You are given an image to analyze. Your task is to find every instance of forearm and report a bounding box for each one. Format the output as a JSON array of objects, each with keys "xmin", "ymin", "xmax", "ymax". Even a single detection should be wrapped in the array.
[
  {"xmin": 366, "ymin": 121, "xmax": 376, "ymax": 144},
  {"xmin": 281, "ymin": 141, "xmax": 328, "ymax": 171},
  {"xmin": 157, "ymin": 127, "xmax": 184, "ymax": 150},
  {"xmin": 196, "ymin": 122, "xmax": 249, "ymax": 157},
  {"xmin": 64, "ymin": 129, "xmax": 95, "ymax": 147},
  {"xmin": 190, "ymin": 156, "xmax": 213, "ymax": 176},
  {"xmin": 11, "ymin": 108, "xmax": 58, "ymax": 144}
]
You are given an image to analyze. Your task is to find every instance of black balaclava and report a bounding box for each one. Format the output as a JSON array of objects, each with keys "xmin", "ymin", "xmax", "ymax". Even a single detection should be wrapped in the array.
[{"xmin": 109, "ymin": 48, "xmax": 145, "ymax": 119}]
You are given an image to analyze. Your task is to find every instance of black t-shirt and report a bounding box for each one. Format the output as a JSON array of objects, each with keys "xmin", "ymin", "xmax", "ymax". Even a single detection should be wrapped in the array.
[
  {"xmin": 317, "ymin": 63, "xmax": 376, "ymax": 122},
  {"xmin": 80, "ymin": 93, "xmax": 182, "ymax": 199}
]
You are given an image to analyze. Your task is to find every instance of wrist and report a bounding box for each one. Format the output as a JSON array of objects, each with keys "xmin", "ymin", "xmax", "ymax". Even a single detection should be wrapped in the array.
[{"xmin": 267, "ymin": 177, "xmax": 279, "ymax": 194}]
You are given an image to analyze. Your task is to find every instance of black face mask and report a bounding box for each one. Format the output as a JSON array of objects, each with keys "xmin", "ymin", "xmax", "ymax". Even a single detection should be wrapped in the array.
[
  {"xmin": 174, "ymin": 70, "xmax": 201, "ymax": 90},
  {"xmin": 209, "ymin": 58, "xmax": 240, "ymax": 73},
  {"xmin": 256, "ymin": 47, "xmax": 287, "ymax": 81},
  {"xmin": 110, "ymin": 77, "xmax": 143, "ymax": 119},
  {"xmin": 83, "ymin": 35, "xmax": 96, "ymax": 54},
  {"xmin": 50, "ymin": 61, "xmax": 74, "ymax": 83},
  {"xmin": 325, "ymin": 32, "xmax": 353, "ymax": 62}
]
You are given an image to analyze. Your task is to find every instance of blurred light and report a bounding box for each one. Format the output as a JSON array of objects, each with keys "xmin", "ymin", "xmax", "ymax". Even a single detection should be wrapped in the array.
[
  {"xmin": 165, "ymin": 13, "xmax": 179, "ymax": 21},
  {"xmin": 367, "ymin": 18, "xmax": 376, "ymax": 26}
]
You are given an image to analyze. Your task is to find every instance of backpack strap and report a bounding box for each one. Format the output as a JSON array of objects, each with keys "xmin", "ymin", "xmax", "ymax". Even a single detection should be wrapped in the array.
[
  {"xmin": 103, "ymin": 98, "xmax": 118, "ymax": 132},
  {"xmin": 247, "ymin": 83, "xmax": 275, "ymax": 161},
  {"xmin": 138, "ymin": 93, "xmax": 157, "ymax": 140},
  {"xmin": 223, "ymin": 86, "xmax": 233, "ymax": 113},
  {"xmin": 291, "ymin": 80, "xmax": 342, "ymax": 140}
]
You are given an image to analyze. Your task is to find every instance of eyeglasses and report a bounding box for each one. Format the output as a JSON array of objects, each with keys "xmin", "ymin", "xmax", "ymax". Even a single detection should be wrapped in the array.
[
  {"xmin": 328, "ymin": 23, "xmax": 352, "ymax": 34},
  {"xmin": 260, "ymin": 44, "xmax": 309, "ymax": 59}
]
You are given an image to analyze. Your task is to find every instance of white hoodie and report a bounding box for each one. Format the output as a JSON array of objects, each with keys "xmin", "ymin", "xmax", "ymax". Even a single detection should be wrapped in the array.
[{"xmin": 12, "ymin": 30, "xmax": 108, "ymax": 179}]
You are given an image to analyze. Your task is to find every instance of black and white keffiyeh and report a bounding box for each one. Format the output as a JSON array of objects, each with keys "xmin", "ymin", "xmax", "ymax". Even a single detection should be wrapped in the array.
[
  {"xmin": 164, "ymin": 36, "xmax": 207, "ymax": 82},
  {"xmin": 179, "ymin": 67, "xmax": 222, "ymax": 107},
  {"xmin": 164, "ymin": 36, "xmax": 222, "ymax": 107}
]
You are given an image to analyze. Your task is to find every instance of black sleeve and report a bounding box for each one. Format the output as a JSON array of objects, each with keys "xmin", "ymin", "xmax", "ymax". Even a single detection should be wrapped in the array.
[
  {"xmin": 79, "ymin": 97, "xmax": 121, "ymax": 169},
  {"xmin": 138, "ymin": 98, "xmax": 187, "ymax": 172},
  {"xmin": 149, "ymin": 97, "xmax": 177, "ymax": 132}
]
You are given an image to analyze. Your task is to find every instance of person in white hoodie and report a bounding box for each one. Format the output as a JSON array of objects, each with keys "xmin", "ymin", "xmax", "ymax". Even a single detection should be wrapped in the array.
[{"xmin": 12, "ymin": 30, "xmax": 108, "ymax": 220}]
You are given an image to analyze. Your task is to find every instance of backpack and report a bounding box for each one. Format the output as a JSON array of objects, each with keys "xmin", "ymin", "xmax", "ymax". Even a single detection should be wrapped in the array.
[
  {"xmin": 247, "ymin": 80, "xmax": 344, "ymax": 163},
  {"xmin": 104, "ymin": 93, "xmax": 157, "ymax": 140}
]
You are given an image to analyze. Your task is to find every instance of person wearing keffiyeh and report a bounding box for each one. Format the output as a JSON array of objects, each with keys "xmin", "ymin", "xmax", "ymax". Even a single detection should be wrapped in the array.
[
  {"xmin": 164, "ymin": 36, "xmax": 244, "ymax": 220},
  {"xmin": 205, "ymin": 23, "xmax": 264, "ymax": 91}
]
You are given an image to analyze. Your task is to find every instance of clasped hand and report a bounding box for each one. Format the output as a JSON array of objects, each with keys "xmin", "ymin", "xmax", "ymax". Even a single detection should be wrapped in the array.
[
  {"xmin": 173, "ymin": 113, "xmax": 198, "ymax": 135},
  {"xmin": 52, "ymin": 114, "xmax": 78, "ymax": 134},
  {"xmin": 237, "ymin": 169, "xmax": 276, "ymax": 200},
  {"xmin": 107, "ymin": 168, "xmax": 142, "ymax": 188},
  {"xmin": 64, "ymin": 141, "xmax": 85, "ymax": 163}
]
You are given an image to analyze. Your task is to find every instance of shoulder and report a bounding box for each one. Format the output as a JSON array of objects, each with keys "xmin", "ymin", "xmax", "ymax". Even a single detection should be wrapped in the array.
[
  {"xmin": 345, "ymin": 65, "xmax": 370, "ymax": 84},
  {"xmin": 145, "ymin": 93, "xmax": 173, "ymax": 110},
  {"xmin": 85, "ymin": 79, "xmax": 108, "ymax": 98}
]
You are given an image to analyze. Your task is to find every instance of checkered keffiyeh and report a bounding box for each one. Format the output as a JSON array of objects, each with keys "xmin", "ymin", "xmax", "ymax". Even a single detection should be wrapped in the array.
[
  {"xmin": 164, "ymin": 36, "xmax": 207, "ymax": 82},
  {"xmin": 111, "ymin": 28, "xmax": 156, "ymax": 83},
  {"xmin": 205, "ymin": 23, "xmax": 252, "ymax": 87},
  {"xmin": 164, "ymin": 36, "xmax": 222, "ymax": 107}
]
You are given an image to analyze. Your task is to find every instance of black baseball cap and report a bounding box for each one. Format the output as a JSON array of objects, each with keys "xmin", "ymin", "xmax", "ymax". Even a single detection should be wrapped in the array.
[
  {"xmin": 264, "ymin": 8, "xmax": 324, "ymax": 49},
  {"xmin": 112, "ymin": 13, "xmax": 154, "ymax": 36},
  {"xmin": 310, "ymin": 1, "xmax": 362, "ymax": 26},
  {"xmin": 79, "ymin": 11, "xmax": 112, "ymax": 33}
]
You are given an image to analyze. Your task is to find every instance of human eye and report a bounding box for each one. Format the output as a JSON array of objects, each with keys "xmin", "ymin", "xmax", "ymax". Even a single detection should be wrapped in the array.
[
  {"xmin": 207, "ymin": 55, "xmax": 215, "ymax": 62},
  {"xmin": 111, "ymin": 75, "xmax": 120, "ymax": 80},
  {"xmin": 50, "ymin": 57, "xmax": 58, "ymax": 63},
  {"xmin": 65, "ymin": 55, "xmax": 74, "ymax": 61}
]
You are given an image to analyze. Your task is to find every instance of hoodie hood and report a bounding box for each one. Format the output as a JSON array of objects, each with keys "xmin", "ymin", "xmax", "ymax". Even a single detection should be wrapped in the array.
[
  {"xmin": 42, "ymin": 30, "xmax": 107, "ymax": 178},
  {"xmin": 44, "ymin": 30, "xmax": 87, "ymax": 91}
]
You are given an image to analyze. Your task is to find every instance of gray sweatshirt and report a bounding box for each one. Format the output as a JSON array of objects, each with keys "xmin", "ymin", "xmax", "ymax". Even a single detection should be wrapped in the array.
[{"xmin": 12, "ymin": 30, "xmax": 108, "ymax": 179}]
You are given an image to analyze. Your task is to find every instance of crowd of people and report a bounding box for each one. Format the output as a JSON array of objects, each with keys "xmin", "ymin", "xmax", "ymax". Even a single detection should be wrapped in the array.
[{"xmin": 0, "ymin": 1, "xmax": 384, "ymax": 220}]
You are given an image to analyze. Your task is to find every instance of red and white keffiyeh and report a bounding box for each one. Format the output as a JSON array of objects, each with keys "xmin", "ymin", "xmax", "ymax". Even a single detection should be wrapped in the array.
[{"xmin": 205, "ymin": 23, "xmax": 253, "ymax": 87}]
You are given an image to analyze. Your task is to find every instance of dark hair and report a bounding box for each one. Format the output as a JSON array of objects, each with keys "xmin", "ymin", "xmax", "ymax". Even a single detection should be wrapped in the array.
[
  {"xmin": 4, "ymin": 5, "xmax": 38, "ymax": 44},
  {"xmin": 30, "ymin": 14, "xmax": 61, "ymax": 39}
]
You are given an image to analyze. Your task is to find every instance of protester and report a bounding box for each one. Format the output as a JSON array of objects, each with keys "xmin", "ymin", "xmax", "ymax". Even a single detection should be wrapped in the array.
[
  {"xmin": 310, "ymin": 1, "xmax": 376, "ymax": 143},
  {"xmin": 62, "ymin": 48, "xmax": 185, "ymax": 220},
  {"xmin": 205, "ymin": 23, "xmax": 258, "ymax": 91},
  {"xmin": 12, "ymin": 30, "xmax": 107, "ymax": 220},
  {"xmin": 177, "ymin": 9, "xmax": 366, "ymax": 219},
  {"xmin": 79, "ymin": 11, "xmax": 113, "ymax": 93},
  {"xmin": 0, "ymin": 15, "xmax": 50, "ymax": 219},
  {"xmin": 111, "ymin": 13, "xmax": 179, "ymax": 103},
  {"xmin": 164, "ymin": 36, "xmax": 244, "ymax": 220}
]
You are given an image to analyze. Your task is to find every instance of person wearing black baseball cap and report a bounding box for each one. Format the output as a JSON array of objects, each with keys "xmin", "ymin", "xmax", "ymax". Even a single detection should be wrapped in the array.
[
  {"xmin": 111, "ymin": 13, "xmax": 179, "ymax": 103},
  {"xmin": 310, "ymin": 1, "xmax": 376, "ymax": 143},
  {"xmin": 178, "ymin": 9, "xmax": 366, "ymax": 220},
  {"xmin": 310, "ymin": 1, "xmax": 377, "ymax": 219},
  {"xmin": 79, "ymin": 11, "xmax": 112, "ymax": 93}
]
————
> **Brief**
Gather every line of the entries above that contains the string "backpack", copying each one in full.

> **Result for this task**
You are given an image to analyze. Your task is to find every instance of backpack strap and report a bounding box for each one. Format the output as a JSON array of objects, each with keys "xmin", "ymin", "xmax", "ymax". Even a single detection should be wrapped in the array.
You are given an image to analyze. Your task is to find every instance of backpack and report a bounding box for each one. Format the output as a JSON array of objects, each with keys "xmin", "ymin", "xmax", "ymax". Even a single detection should be wrapped in the array.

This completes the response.